Count the lines in the material below that contain the string "horizontal", treating uppercase and lowercase as different, and reply with the number alone.

(Location identification entries)
════════════════════
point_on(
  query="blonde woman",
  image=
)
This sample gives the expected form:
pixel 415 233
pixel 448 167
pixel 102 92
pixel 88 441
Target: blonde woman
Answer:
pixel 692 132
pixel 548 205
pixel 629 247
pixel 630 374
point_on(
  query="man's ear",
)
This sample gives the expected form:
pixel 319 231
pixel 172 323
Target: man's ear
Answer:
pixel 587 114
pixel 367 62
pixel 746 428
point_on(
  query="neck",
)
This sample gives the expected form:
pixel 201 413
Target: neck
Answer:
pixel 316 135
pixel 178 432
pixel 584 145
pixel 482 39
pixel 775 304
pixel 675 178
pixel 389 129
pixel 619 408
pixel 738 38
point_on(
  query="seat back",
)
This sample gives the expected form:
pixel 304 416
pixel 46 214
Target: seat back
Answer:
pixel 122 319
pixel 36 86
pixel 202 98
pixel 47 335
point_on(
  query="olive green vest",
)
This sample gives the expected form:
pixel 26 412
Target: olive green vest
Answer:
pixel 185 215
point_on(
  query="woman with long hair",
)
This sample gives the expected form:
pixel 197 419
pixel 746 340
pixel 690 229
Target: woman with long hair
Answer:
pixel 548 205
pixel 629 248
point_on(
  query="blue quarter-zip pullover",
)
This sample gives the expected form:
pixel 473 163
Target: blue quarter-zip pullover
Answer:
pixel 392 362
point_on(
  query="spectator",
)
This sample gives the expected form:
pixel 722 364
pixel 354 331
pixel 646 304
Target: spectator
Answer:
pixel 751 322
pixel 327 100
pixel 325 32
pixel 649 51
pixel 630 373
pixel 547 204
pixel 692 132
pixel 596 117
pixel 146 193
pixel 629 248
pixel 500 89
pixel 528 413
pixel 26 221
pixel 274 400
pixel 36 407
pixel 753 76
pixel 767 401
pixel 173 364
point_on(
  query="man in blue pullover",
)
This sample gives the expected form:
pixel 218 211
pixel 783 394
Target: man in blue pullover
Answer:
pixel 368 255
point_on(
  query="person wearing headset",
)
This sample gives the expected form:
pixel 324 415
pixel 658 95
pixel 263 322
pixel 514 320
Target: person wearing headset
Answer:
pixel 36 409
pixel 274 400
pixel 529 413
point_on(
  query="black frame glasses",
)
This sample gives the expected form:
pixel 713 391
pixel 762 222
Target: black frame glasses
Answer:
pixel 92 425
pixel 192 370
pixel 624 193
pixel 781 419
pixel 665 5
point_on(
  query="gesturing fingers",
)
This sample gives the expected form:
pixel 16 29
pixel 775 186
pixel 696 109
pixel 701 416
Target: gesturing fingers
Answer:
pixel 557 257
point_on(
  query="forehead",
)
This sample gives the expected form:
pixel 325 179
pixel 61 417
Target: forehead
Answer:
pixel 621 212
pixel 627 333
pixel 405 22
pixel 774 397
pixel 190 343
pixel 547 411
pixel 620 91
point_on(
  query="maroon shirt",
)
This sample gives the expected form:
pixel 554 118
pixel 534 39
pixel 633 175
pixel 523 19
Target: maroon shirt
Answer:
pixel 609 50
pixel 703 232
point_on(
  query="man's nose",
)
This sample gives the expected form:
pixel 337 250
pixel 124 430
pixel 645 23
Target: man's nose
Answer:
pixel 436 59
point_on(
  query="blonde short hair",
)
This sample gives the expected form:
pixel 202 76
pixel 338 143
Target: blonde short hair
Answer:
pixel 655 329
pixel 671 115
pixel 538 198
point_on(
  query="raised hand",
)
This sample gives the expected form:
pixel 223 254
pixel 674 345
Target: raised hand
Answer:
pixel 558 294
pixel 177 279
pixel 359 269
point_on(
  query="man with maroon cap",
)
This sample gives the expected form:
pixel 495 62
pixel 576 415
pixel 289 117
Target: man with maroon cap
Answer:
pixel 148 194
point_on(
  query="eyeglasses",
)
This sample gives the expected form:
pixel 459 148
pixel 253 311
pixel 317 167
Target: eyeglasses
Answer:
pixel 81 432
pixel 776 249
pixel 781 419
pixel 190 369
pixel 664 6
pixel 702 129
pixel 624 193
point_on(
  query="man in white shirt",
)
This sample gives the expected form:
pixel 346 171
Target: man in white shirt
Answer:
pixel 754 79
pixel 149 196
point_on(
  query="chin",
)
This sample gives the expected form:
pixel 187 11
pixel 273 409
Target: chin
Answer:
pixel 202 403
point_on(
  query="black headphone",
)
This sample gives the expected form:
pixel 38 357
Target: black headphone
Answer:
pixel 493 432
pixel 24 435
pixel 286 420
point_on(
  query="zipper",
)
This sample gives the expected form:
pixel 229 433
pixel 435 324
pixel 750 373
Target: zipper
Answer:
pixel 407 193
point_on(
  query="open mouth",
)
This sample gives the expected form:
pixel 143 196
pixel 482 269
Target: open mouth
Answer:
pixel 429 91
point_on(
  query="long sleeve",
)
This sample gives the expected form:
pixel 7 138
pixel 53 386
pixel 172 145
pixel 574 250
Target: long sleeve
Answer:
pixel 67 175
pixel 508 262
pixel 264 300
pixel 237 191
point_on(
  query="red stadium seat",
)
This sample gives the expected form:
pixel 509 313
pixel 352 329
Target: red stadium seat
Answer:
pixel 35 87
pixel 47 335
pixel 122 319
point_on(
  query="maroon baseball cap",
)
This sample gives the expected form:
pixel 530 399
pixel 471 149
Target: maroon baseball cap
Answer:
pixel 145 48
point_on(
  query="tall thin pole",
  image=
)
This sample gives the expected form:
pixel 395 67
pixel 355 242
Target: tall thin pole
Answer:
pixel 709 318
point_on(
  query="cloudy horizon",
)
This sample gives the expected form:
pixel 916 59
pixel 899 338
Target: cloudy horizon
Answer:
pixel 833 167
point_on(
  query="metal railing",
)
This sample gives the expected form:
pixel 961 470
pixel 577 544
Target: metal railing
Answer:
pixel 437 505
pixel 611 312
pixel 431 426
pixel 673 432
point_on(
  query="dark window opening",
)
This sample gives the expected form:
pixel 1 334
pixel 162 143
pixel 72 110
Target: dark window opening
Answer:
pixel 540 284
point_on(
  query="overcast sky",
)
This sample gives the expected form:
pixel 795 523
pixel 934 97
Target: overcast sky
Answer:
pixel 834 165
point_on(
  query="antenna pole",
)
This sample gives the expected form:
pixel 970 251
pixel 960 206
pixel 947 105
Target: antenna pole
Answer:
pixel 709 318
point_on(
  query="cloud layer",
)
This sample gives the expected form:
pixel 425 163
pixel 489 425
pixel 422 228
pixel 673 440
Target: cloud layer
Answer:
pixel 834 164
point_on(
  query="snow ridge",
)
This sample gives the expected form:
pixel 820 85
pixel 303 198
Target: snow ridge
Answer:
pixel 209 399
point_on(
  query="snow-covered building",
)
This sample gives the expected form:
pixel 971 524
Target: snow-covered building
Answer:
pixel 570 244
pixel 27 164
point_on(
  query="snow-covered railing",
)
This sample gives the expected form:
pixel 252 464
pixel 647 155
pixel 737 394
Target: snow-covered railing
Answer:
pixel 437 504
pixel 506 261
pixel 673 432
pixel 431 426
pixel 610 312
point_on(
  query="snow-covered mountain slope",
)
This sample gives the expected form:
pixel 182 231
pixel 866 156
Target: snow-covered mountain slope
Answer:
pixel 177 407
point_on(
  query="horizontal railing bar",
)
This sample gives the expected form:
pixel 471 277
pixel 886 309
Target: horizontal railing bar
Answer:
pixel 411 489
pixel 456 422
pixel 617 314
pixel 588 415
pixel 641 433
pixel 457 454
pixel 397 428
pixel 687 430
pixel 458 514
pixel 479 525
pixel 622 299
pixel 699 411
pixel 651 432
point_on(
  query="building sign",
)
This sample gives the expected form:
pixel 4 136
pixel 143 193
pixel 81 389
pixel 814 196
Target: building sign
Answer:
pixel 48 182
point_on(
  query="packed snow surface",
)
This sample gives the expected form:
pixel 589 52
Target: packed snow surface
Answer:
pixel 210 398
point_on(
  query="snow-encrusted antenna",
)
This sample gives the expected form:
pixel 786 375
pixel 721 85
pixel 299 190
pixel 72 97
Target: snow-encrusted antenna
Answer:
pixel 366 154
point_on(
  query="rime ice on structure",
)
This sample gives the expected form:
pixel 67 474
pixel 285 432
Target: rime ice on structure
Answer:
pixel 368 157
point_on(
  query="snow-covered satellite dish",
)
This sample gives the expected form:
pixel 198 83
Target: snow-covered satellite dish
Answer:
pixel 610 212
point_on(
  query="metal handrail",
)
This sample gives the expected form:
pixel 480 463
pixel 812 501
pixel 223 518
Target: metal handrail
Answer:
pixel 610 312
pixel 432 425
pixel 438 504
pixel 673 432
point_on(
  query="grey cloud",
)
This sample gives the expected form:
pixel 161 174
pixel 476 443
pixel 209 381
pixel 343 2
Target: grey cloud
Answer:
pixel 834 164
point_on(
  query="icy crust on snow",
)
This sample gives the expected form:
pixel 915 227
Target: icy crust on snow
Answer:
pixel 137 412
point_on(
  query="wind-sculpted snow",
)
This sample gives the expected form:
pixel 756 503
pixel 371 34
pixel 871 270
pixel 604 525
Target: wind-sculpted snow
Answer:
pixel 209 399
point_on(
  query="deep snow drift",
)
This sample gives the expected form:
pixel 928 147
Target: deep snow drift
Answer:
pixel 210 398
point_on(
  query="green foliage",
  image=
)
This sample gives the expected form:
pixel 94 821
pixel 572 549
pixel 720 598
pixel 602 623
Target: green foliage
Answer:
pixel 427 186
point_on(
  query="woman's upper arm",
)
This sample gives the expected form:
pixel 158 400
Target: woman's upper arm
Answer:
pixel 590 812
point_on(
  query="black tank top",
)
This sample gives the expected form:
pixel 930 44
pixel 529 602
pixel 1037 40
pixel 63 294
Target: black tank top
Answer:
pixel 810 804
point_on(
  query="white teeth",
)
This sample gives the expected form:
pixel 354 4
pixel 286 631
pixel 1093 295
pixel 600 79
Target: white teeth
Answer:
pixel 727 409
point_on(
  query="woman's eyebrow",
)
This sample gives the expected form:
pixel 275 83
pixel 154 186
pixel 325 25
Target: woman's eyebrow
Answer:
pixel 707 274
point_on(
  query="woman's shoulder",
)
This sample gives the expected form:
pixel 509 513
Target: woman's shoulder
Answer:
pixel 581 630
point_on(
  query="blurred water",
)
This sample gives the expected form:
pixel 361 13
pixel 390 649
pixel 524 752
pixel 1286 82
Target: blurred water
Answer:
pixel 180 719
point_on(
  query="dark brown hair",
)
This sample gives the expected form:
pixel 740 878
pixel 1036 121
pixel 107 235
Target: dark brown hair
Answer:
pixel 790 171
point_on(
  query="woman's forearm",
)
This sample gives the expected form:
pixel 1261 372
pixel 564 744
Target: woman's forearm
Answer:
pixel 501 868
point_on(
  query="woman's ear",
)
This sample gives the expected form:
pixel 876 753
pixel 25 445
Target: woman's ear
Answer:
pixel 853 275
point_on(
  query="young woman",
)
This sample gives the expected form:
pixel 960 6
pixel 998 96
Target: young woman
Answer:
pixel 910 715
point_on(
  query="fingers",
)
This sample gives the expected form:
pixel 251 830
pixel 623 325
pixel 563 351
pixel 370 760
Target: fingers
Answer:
════════════════════
* Final result *
2